__Problem__: Report how many lines in the data below hold "stone", with no other words.

__Records for the task__:
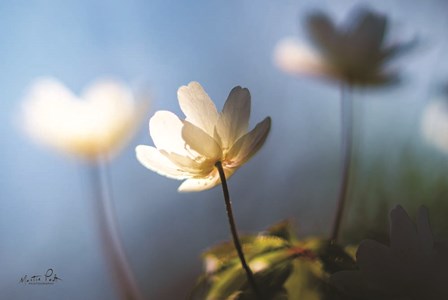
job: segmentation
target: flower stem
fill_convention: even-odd
[[[341,183],[331,240],[337,242],[348,196],[353,140],[353,101],[350,85],[341,85]]]
[[[241,265],[246,272],[249,285],[251,286],[257,298],[262,299],[260,290],[255,283],[254,274],[252,273],[252,270],[249,268],[249,265],[246,263],[246,259],[244,258],[243,248],[241,247],[240,239],[236,230],[235,219],[233,218],[232,202],[230,201],[229,189],[227,187],[226,175],[224,173],[222,163],[218,161],[215,166],[218,169],[219,177],[221,178],[222,191],[224,193],[224,201],[226,203],[227,219],[229,221],[230,231],[232,232],[233,244],[235,245],[236,252],[238,253],[238,257],[241,261]]]
[[[105,164],[100,161],[90,167],[90,179],[95,197],[95,216],[101,236],[101,243],[111,273],[120,292],[120,299],[143,299],[132,274],[121,243],[110,191],[110,179]]]

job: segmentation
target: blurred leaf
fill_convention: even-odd
[[[266,230],[266,234],[277,236],[290,243],[297,242],[297,236],[292,228],[291,222],[288,220],[277,223]]]

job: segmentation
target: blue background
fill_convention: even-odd
[[[218,107],[232,87],[248,87],[251,126],[272,117],[265,147],[230,180],[240,231],[291,218],[301,235],[327,234],[338,188],[338,86],[283,74],[272,55],[283,37],[306,39],[300,20],[312,9],[340,20],[357,3],[369,2],[2,1],[1,298],[116,299],[99,247],[87,165],[35,145],[21,129],[26,88],[45,75],[76,92],[103,75],[150,90],[151,111],[110,164],[120,231],[148,299],[184,299],[201,272],[200,252],[229,237],[219,188],[179,194],[180,182],[135,159],[136,145],[152,144],[149,117],[159,109],[181,115],[176,91],[190,81],[199,81]],[[419,119],[448,75],[448,2],[377,0],[370,6],[391,17],[393,38],[421,38],[399,61],[401,86],[354,93],[362,161],[381,157],[393,166],[404,146],[433,154],[422,144]],[[50,267],[62,282],[18,283]]]

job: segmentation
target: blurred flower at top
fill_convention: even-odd
[[[197,82],[177,91],[179,119],[169,111],[158,111],[149,121],[155,147],[139,145],[137,159],[148,169],[169,178],[183,180],[180,192],[202,191],[218,185],[217,162],[229,178],[264,144],[271,119],[266,117],[248,132],[250,93],[232,89],[221,113]]]
[[[307,17],[306,29],[315,49],[286,38],[278,43],[274,59],[285,72],[376,86],[398,80],[386,64],[415,43],[386,44],[386,16],[357,8],[344,26],[336,26],[323,12]]]
[[[80,97],[53,78],[34,81],[23,105],[26,131],[38,142],[88,159],[116,154],[132,137],[147,104],[130,88],[99,79]]]
[[[332,282],[359,299],[448,299],[448,244],[434,239],[426,208],[419,209],[417,226],[401,206],[390,220],[390,246],[363,241],[359,271],[335,273]]]
[[[448,154],[448,100],[429,103],[423,111],[421,130],[426,141]]]

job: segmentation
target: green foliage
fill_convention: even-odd
[[[411,216],[420,205],[429,208],[435,236],[448,234],[448,177],[445,155],[415,145],[390,157],[359,161],[353,170],[351,199],[343,226],[347,243],[370,238],[388,243],[388,215],[397,204]]]
[[[337,271],[356,269],[350,252],[327,240],[299,240],[289,222],[276,224],[242,239],[243,250],[265,299],[343,299],[329,283]],[[256,299],[233,243],[225,242],[202,255],[205,274],[191,300]]]

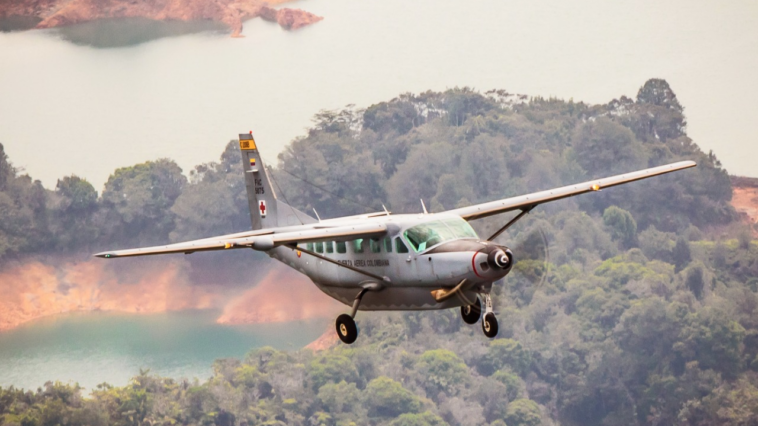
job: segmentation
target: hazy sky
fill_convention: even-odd
[[[671,84],[688,133],[758,177],[758,2],[307,0],[296,32],[194,35],[98,50],[0,34],[0,142],[48,188],[170,157],[185,171],[254,130],[269,161],[314,113],[472,86],[607,102]],[[619,170],[622,172],[622,170]]]

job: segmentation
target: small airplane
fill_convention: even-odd
[[[253,249],[308,276],[328,296],[351,307],[337,317],[337,335],[358,337],[358,310],[461,309],[463,321],[481,317],[489,338],[498,332],[490,291],[511,271],[511,250],[493,242],[536,206],[611,186],[695,167],[681,161],[518,197],[429,213],[383,212],[322,220],[279,200],[253,133],[239,135],[252,230],[165,246],[106,251],[114,259],[168,253]],[[502,228],[480,238],[469,221],[519,211]],[[482,317],[482,312],[484,313]]]

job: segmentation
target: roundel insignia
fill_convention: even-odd
[[[300,257],[300,256],[302,256],[302,255],[303,255],[303,252],[301,252],[300,250],[298,250],[298,251],[297,251],[297,257]]]

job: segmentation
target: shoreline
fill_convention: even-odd
[[[67,29],[79,24],[96,25],[109,19],[144,19],[154,24],[185,24],[188,27],[216,23],[228,29],[231,37],[244,37],[243,23],[254,18],[277,23],[285,30],[297,30],[323,19],[302,9],[272,7],[291,1],[221,0],[209,3],[206,0],[183,0],[169,4],[124,4],[116,0],[97,3],[85,0],[22,0],[0,4],[0,31]]]

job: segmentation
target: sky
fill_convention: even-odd
[[[197,34],[135,47],[0,34],[0,143],[47,188],[77,174],[172,158],[188,172],[254,130],[264,158],[321,109],[404,92],[479,90],[605,103],[664,78],[690,137],[758,177],[758,2],[305,0],[324,16],[242,39]],[[623,172],[619,170],[619,172]]]

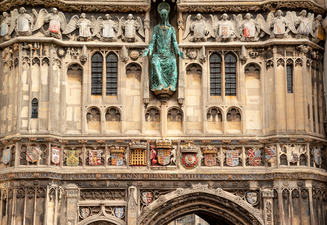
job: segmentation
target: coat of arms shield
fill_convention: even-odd
[[[3,150],[2,162],[7,165],[10,162],[10,148]]]
[[[247,192],[246,201],[253,206],[256,205],[258,203],[258,193],[255,191]]]
[[[276,163],[276,147],[265,147],[265,157],[268,163],[274,165]]]
[[[260,166],[261,165],[261,150],[260,149],[250,149],[248,151],[249,164],[250,166]]]
[[[79,150],[65,150],[66,152],[66,165],[78,166],[79,164]]]
[[[124,207],[116,207],[115,208],[115,216],[117,218],[123,218],[125,215]]]
[[[198,163],[198,158],[196,157],[196,153],[184,153],[182,155],[182,164],[186,168],[194,168]]]
[[[124,153],[123,152],[112,152],[111,153],[111,165],[113,165],[113,166],[124,165]]]
[[[204,154],[204,165],[206,166],[215,166],[217,164],[216,154],[207,153]]]
[[[90,166],[101,165],[101,150],[89,150],[89,165]]]
[[[142,201],[145,205],[149,205],[153,200],[153,194],[151,191],[142,192]]]
[[[238,166],[239,162],[238,150],[226,150],[226,164],[228,166]]]
[[[158,148],[157,158],[160,165],[166,166],[170,163],[170,149]]]
[[[314,160],[315,160],[315,163],[320,166],[321,164],[321,150],[320,148],[314,148],[313,149],[313,153],[314,153]]]
[[[26,160],[31,163],[38,162],[40,160],[41,150],[40,147],[30,146],[26,151]]]
[[[52,147],[51,161],[53,164],[58,164],[60,162],[60,148]]]
[[[1,24],[0,35],[5,36],[6,34],[8,34],[8,30],[9,30],[8,24],[5,24],[5,23]]]

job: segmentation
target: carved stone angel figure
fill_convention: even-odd
[[[313,33],[314,33],[313,41],[315,43],[319,43],[320,41],[325,40],[325,31],[322,25],[323,20],[324,19],[322,18],[322,15],[318,15],[313,22],[313,26],[312,26]]]
[[[102,37],[106,41],[116,41],[116,33],[118,32],[119,20],[114,21],[109,14],[104,16],[104,20],[101,22]]]
[[[136,32],[144,38],[144,27],[143,22],[140,17],[137,17],[134,20],[134,16],[132,14],[128,14],[127,20],[124,17],[120,19],[121,28],[118,33],[118,37],[122,36],[123,41],[127,42],[135,42],[136,40]],[[123,31],[123,32],[122,32]]]
[[[259,40],[258,35],[260,33],[260,28],[257,21],[253,19],[253,15],[251,13],[247,13],[244,16],[241,29],[242,29],[241,32],[242,40],[247,40],[247,41]]]
[[[2,13],[2,21],[0,24],[0,36],[4,40],[9,40],[11,33],[14,31],[15,24],[12,24],[12,17],[7,12]]]
[[[307,13],[306,10],[302,10],[299,13],[298,20],[296,21],[296,24],[298,24],[297,27],[298,38],[308,37],[309,34],[314,36],[313,29],[312,29],[313,21],[314,21],[313,13]]]
[[[86,18],[85,13],[82,13],[80,18],[77,15],[74,15],[70,19],[66,29],[63,31],[63,34],[68,35],[78,28],[78,40],[90,40],[92,37],[91,29],[93,28],[93,25],[94,24]]]
[[[49,24],[47,30],[43,28],[46,23]],[[66,17],[62,12],[58,12],[57,8],[53,8],[51,13],[48,13],[45,9],[41,9],[32,31],[41,29],[41,32],[47,37],[62,39],[61,31],[65,30],[66,26]]]
[[[289,14],[288,14],[289,15]],[[268,14],[267,23],[270,23],[272,28],[271,38],[288,37],[288,33],[292,29],[295,30],[294,24],[289,24],[292,20],[283,16],[282,10],[277,10],[276,17],[273,13]]]
[[[206,22],[206,19],[200,13],[195,16],[194,21],[192,21],[192,16],[189,15],[186,20],[186,29],[183,40],[185,40],[190,33],[193,34],[189,38],[190,41],[207,41],[208,37],[214,36],[212,22]]]
[[[16,13],[14,12],[14,15]],[[32,34],[32,24],[34,19],[31,15],[26,13],[26,9],[21,7],[19,9],[19,14],[15,16],[16,21],[16,32],[18,36],[28,36]]]
[[[218,21],[218,36],[217,41],[234,41],[236,37],[240,38],[239,33],[235,32],[238,28],[235,27],[234,20],[228,20],[229,16],[224,13]]]

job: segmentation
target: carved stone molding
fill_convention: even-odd
[[[192,198],[192,196],[211,196],[214,199],[220,199],[221,202],[232,204],[236,208],[241,208],[242,211],[246,212],[246,214],[251,215],[251,217],[253,217],[253,222],[255,224],[264,224],[264,221],[262,219],[262,213],[258,209],[254,208],[252,205],[244,201],[239,196],[233,195],[227,191],[224,191],[221,188],[210,189],[208,184],[206,185],[196,184],[196,185],[192,185],[192,188],[187,188],[187,189],[178,188],[176,191],[161,196],[161,198],[153,201],[151,204],[145,207],[145,209],[143,210],[143,214],[141,214],[138,224],[142,224],[142,225],[149,224],[150,221],[158,217],[159,211],[164,207],[166,207],[165,205],[169,205],[169,206],[171,206],[170,204],[174,205],[175,204],[174,201],[178,201],[179,199],[183,199],[183,201],[184,200],[187,201],[187,199]],[[199,210],[201,210],[200,208],[201,206],[199,206]],[[218,212],[212,212],[212,213],[218,213]],[[226,218],[230,220],[235,219],[237,222],[241,221],[239,219],[233,218],[232,213],[230,213],[229,211],[225,212],[224,216],[226,216]],[[160,216],[158,218],[160,219]]]
[[[224,2],[210,3],[210,4],[189,4],[182,3],[178,4],[178,10],[180,12],[242,12],[242,11],[261,11],[261,10],[272,10],[280,8],[288,9],[310,9],[315,13],[323,14],[325,12],[324,7],[312,1],[269,1],[269,2],[255,2],[254,4],[239,3],[230,4]]]
[[[134,3],[134,2],[133,2]],[[92,1],[66,1],[66,0],[5,0],[0,3],[0,11],[8,11],[13,7],[18,6],[45,6],[56,7],[63,11],[78,11],[78,12],[146,12],[150,10],[149,3],[136,2],[133,4],[123,4],[117,2],[98,1],[94,3]]]

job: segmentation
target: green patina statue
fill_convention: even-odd
[[[178,48],[175,28],[168,21],[169,11],[169,4],[159,4],[158,12],[161,22],[154,27],[149,47],[143,52],[143,56],[152,55],[154,46],[156,47],[151,59],[150,72],[151,91],[155,92],[155,94],[160,94],[161,92],[172,94],[176,91],[176,54],[184,58],[184,53]]]

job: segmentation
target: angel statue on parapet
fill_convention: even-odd
[[[270,38],[287,38],[290,31],[296,32],[294,23],[292,23],[291,12],[283,16],[282,10],[277,10],[275,16],[270,12],[267,16],[267,23],[270,23],[272,32]]]
[[[229,20],[229,16],[224,13],[218,21],[218,36],[217,41],[234,41],[236,38],[241,38],[235,20]]]
[[[48,29],[43,28],[46,23],[49,24]],[[53,8],[51,13],[48,13],[46,9],[41,9],[32,31],[41,29],[47,37],[62,39],[61,31],[65,30],[66,26],[66,17],[57,8]]]
[[[179,50],[175,28],[169,24],[168,13],[170,6],[162,2],[158,6],[161,21],[153,29],[149,47],[144,50],[143,56],[151,56],[150,81],[151,90],[156,95],[172,95],[176,91],[177,63],[176,55],[181,58],[184,53]],[[153,53],[154,48],[156,51]],[[174,49],[174,52],[173,52]]]
[[[136,41],[136,32],[144,38],[144,27],[141,17],[137,17],[134,20],[132,14],[128,14],[127,20],[124,17],[120,19],[121,28],[118,31],[117,37],[122,36],[122,40],[126,42],[135,42]]]
[[[101,22],[102,37],[105,41],[116,41],[116,33],[119,30],[119,19],[113,20],[109,14],[104,16],[104,20]]]
[[[11,14],[13,15],[13,11],[11,11]],[[2,20],[0,24],[0,37],[3,37],[4,40],[9,40],[10,35],[14,30],[15,30],[15,20],[13,19],[13,16],[10,16],[7,12],[3,12]]]
[[[93,20],[95,20],[95,19],[93,19]],[[81,41],[86,41],[86,40],[90,40],[92,38],[91,29],[94,29],[93,26],[94,26],[94,23],[86,18],[85,13],[82,13],[80,18],[77,15],[74,15],[70,19],[66,29],[62,33],[69,35],[78,28],[79,33],[78,33],[77,39],[81,40]]]
[[[190,34],[192,34],[192,36],[189,38],[189,40],[194,42],[207,41],[209,37],[214,37],[215,35],[212,26],[213,17],[211,16],[210,19],[207,22],[204,16],[198,13],[195,16],[195,20],[192,21],[192,16],[189,15],[186,19],[186,29],[183,40],[185,40]]]

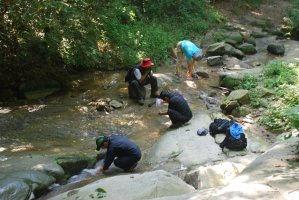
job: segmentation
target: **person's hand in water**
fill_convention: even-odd
[[[99,174],[99,173],[104,173],[104,168],[103,167],[99,167],[97,170],[96,170],[96,172],[97,172],[97,174]]]

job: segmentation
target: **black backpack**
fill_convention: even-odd
[[[220,147],[223,150],[224,147],[234,150],[242,151],[247,147],[247,138],[245,134],[242,133],[239,140],[233,138],[229,133],[226,134],[224,140],[220,143]]]
[[[233,122],[227,119],[216,118],[209,126],[211,136],[215,137],[218,133],[228,133],[229,127]]]
[[[130,82],[134,79],[133,78],[133,72],[134,72],[134,69],[137,68],[138,66],[139,65],[134,65],[130,69],[128,69],[127,74],[125,76],[125,82]]]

__Exercise result__: 2